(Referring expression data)
▼

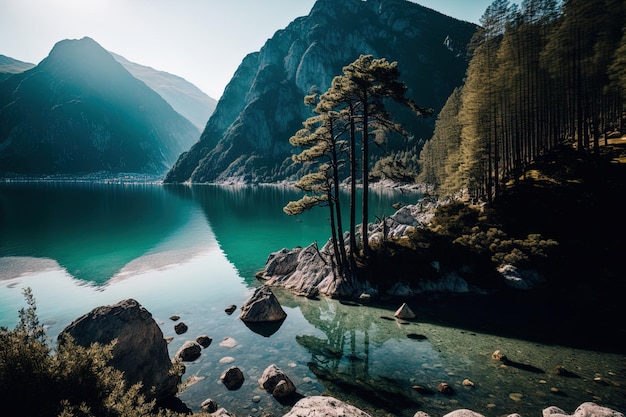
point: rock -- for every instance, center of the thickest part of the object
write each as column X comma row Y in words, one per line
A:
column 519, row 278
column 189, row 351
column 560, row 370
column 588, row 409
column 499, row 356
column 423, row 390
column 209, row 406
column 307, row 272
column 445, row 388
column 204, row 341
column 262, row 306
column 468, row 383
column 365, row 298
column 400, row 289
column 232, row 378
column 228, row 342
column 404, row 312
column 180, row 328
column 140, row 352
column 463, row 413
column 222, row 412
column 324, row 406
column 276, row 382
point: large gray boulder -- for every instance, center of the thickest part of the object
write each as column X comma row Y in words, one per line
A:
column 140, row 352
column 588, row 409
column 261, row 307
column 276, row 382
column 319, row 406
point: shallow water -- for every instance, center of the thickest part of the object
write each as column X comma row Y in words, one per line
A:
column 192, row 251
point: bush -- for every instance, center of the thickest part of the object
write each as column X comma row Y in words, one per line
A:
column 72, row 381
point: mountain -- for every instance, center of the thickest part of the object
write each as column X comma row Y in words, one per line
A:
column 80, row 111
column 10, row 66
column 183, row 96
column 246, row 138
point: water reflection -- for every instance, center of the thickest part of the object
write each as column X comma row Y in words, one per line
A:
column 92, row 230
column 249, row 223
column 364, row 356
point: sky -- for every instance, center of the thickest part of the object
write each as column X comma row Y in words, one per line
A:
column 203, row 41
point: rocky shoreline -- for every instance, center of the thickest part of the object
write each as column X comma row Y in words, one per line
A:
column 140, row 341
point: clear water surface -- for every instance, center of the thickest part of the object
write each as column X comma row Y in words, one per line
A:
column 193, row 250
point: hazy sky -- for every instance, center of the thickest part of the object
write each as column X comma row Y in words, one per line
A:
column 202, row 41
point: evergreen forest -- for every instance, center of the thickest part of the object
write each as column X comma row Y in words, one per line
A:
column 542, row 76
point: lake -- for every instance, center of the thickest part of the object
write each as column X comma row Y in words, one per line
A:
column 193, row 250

▲

- What is required:
Pull out each line of the entries that contains "water".

- Completed task:
point: shallow water -- for every instance, center of the thickest part of the object
point: water reflection -- for every instance, center of the thickest part of the object
point: clear water surface -- for every instance, center of the thickest part of the object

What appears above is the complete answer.